Stored entries:

☆ ☆ ☆ ☆ ☆

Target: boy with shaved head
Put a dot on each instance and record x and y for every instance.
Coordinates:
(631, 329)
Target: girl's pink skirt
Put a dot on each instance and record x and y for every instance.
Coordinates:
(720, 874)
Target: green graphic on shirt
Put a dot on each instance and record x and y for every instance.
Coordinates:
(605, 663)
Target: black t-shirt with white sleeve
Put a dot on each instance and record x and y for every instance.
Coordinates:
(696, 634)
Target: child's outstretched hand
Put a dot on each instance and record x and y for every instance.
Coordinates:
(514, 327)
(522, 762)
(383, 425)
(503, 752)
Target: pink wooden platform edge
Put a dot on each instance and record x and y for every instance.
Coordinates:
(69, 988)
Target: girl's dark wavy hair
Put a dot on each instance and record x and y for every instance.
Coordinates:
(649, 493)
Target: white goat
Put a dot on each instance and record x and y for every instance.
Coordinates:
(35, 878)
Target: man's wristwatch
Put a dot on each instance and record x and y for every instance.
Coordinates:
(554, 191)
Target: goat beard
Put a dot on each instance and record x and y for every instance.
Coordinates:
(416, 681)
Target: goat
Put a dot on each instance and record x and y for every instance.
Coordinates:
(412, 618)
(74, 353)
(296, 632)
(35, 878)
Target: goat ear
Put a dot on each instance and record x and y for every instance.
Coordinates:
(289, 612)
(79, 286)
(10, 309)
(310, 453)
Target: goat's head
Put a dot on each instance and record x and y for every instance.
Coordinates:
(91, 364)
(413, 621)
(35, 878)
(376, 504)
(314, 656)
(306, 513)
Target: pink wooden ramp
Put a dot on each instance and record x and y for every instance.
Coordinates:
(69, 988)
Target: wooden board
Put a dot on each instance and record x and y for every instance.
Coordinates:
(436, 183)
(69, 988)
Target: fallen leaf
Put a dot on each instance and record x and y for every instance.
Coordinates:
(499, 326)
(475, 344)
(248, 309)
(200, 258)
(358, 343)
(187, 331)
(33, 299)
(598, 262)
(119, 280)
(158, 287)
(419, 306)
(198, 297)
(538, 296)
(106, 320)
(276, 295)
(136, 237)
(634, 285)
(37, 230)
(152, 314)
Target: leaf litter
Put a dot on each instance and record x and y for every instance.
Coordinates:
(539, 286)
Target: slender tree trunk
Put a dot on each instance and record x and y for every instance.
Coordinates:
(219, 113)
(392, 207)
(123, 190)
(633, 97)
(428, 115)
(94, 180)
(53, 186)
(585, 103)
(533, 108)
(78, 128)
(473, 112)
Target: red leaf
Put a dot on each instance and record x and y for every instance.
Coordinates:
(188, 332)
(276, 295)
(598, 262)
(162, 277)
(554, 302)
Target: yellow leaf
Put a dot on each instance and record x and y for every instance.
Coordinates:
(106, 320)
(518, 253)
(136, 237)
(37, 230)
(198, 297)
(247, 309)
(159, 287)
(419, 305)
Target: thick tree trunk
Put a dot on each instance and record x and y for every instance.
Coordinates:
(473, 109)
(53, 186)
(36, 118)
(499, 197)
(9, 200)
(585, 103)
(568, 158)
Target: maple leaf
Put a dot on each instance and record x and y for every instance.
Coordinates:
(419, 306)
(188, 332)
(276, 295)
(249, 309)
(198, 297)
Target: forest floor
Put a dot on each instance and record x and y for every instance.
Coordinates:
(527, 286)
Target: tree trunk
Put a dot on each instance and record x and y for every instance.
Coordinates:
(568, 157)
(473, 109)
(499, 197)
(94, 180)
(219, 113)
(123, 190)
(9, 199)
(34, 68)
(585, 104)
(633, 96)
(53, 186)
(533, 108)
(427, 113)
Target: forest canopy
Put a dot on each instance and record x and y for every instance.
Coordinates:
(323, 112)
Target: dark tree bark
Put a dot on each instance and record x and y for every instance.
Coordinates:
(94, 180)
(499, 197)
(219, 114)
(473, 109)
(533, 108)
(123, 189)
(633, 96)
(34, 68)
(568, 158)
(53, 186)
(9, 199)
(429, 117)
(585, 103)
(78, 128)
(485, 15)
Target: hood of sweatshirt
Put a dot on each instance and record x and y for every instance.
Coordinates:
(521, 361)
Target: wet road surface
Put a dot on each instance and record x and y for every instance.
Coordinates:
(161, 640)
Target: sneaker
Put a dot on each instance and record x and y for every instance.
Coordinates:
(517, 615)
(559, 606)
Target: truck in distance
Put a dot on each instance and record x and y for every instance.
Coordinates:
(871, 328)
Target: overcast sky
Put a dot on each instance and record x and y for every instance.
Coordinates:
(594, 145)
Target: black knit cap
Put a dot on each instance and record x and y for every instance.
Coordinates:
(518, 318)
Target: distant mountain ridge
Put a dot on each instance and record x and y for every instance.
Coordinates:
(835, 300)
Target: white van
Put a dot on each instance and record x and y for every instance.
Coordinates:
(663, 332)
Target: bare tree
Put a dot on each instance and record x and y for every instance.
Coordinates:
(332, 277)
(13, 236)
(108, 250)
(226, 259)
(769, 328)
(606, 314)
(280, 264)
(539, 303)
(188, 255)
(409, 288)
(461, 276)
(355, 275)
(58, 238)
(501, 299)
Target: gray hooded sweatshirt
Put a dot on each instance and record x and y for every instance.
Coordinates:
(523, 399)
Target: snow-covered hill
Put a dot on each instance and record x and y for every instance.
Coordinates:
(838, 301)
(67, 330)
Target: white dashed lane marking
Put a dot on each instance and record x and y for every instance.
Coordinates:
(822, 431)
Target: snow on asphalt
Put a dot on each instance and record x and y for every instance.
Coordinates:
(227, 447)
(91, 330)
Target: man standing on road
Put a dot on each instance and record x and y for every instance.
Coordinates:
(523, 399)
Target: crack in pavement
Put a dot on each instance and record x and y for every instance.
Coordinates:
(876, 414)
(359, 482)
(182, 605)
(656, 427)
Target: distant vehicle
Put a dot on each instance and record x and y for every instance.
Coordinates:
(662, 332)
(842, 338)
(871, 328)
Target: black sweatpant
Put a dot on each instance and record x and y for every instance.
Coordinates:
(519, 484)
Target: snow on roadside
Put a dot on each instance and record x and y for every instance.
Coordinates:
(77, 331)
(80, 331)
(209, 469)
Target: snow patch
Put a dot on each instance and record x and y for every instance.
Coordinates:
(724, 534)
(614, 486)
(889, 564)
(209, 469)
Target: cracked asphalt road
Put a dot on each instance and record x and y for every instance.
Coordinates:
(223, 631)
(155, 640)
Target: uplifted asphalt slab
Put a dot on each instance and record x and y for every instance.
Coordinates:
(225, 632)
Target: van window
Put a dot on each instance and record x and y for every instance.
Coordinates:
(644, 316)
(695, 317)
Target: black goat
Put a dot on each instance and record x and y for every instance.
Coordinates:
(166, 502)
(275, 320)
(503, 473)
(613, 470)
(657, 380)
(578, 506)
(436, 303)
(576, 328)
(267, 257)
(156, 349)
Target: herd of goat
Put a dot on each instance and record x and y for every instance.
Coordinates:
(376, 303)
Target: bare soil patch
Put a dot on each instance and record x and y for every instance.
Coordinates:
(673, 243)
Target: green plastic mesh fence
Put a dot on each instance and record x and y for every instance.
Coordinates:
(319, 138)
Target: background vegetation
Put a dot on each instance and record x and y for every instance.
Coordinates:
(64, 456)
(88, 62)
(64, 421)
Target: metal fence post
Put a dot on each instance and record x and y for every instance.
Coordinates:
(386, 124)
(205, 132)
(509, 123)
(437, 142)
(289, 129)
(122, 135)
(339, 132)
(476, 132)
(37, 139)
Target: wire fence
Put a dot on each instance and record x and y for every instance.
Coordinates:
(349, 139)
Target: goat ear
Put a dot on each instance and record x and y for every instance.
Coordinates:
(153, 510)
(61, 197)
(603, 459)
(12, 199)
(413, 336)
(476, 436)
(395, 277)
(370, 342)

☆ ☆ ☆ ☆ ☆

Work to complete → Transcribe every record above so that nothing differs from the original.

Output of the exercise →
Target: boy with shaved head
Put a dot on each instance and record x and y for every instance.
Coordinates:
(631, 329)
Target: girl's pink skirt
Put a dot on each instance and record x and y for every instance.
Coordinates:
(720, 874)
Target: green graphic on shirt
Put a dot on each instance and record x and y for every instance.
Coordinates:
(605, 663)
Target: black t-shirt with white sleeve
Put a dot on each instance and record x and y for every instance.
Coordinates:
(696, 634)
Target: child's outstretched hand
Put a dot on each instance and record x and y for every instance.
Coordinates:
(514, 327)
(522, 762)
(383, 425)
(503, 752)
Target: pink wooden platform edge
Put a dot on each instance and record x and y for every instance.
Coordinates:
(69, 988)
Target: girl's dark wavy hair
Put a dot on each instance and record x and y for every instance.
Coordinates:
(649, 493)
Target: white goat
Put a dot on each instance and record x and y for every instance.
Coordinates:
(35, 878)
Target: man's wristwatch
Put a dot on each instance and record x and y for every instance.
Coordinates:
(554, 191)
Target: goat beard
Put a dot on each instance and record x and y for every instance.
Coordinates:
(416, 681)
Target: goat
Put a dot on each instance and record x and y for every instance.
Coordinates:
(412, 618)
(74, 353)
(296, 632)
(35, 878)
Target: goat ear
Put a dot on each instance and record x and y for every instance.
Coordinates:
(289, 612)
(79, 286)
(10, 309)
(310, 453)
Target: goat's head
Put a dot on each instance and record x and y for every instance.
Coordinates:
(91, 364)
(413, 621)
(35, 878)
(376, 504)
(314, 656)
(306, 513)
Target: pink wooden ramp
Put a dot on each instance and record x and y for every instance.
Coordinates:
(69, 988)
Target: wooden board
Put a dot on each instance and record x and y for every instance.
Coordinates:
(436, 183)
(69, 988)
Target: fallen leaf
Put a dot on each instance and record x and y for every instance.
Coordinates:
(499, 326)
(475, 344)
(248, 309)
(200, 258)
(358, 343)
(187, 331)
(33, 299)
(598, 262)
(119, 280)
(158, 287)
(419, 306)
(198, 297)
(538, 296)
(106, 320)
(276, 295)
(136, 237)
(634, 285)
(37, 230)
(152, 314)
Target: leaf litter
Put a dot on each instance and record x and y for every instance.
Coordinates:
(539, 286)
Target: slender tree trunk
Put a dot on each instance and record x and y for every instance.
Coordinates:
(219, 113)
(392, 207)
(123, 190)
(633, 97)
(428, 115)
(94, 180)
(53, 186)
(585, 103)
(533, 108)
(78, 128)
(473, 112)
Target: red leaf
Put a dot on each instance and record x and y for every instance.
Coordinates:
(188, 332)
(276, 295)
(598, 262)
(162, 277)
(554, 302)
Target: yellow leaf
Put a dot on each instance and record x and y for every instance.
Coordinates:
(106, 320)
(518, 253)
(136, 237)
(37, 230)
(198, 297)
(247, 309)
(159, 287)
(419, 305)
Target: thick tree trunk
Put a dot on each instance and record x and y for every instance.
Coordinates:
(473, 109)
(53, 186)
(36, 118)
(499, 197)
(9, 200)
(585, 103)
(568, 158)
Target: maple leaf
Put a dot on each instance and record x and y for every instance.
Coordinates:
(419, 306)
(188, 332)
(276, 295)
(249, 309)
(198, 297)
Target: forest floor
Put a dot on each instance and record x and y for every instance.
Coordinates:
(527, 286)
Target: tree trunk
Put a dot on each instance and record x and y for every instance.
Coordinates:
(568, 157)
(473, 109)
(499, 197)
(94, 180)
(219, 113)
(123, 190)
(9, 199)
(34, 68)
(585, 104)
(633, 96)
(53, 186)
(533, 108)
(427, 113)
Target: forest canopy
Put a dot on each instance and record x and y for every instance.
Coordinates:
(323, 112)
Target: dark tree bark
Put a dot on each instance and record x and y for every instance.
Coordinates:
(94, 180)
(499, 197)
(219, 114)
(473, 109)
(533, 108)
(123, 189)
(633, 96)
(34, 68)
(568, 158)
(53, 186)
(9, 199)
(429, 117)
(585, 103)
(78, 128)
(485, 15)
Target: hood of sweatshirt
Put a dot on each instance and record x and y for every instance.
Coordinates:
(521, 361)
Target: wet road surface
Put a dot on each instance and record x and y for every instance.
Coordinates:
(161, 640)
Target: sneaker
Put a dot on each instance and record x and y for every instance.
Coordinates:
(517, 615)
(559, 606)
Target: truck in distance
Put a dot on each instance and record x and y for every instance.
Coordinates:
(871, 328)
Target: overcast sky
Put a dot on each instance and record x and y for every instance.
Coordinates:
(594, 145)
Target: black knit cap
Put a dot on each instance and record x and y for every instance.
Coordinates:
(518, 318)
Target: distant mountain ridge
Put a dot on each instance and record x and y for every instance.
Coordinates:
(835, 300)
Target: white van
Put a dot on each instance and record x and y for every instance.
Coordinates:
(663, 332)
Target: bare tree
Put a dot on each instance and record x and y for every instance.
Coordinates:
(332, 277)
(13, 236)
(108, 250)
(226, 259)
(769, 328)
(606, 314)
(280, 264)
(539, 303)
(188, 255)
(409, 288)
(461, 276)
(355, 275)
(58, 238)
(501, 299)
Target: gray hooded sweatshirt
Put a dot on each instance and record x and y for every instance.
Coordinates:
(523, 399)
Target: snow-covered hill
Put a dot on each instance and record x and y for every instance.
Coordinates:
(838, 301)
(67, 330)
Target: white dashed lane marking
Put a dot on each instance and record x and y for every instance.
Coordinates:
(822, 431)
Target: snow on asphalt
Put a dot on each instance and record x and y for every instance.
Coordinates:
(227, 447)
(91, 330)
Target: man standing on road
Put a dot on each instance and record x and y for every instance.
Coordinates:
(523, 399)
Target: crack in pavement
Put a dot on each instance and record x and y for every instance.
Coordinates:
(876, 414)
(359, 482)
(182, 605)
(656, 427)
Target: distant vehicle
Put a dot on each instance and record x and y for every instance.
Coordinates:
(662, 332)
(842, 338)
(871, 328)
Target: black sweatpant
Put a dot on each instance and record x and y for every instance.
Coordinates:
(519, 484)
Target: snow on roadside
Put a dot on each instance and record x and y for every instance.
Coordinates:
(77, 331)
(80, 331)
(209, 469)
Target: snow patch
Put a dot on each instance and record x and y for every instance.
Coordinates:
(724, 534)
(614, 486)
(889, 564)
(209, 469)
Target: cracked asphalt road
Put a dot on each instance and record x and y for every instance.
Coordinates:
(223, 631)
(155, 640)
Target: uplifted asphalt slab
Put a dot on each instance and record x and y for every instance.
Coordinates:
(225, 632)
Target: van window
Put a dot on each instance and record x and y for every instance.
Coordinates:
(644, 316)
(695, 317)
Target: black goat
Put a dot on each instance and record x and y for every instance.
Coordinates:
(166, 502)
(275, 320)
(503, 473)
(613, 470)
(657, 380)
(578, 506)
(436, 303)
(576, 328)
(267, 257)
(156, 349)
Target: herd of goat
Put a dot on each instance and record x and y for every instance.
Coordinates:
(376, 303)
Target: bare soil patch
Put a dot on each instance and record x and y for every instance.
Coordinates:
(673, 243)
Target: green plastic mesh fence
Put a dot on each instance and record x and y for every instance.
Coordinates:
(319, 138)
Target: background vegetation
Put a dot on each instance and record x and y for every instance.
Coordinates:
(64, 456)
(88, 62)
(64, 421)
Target: metal fence post
Put a dot on each instance and record x and y for every instance.
Coordinates:
(386, 124)
(205, 132)
(509, 123)
(437, 142)
(289, 129)
(122, 135)
(339, 132)
(476, 132)
(37, 139)
Target: wire fence
Put a dot on each instance and record x and y for every instance.
Coordinates:
(349, 139)
Target: goat ear
Put a dot on each instance and record x and y for every instance.
Coordinates:
(153, 510)
(61, 197)
(603, 459)
(12, 199)
(413, 336)
(476, 436)
(395, 277)
(370, 342)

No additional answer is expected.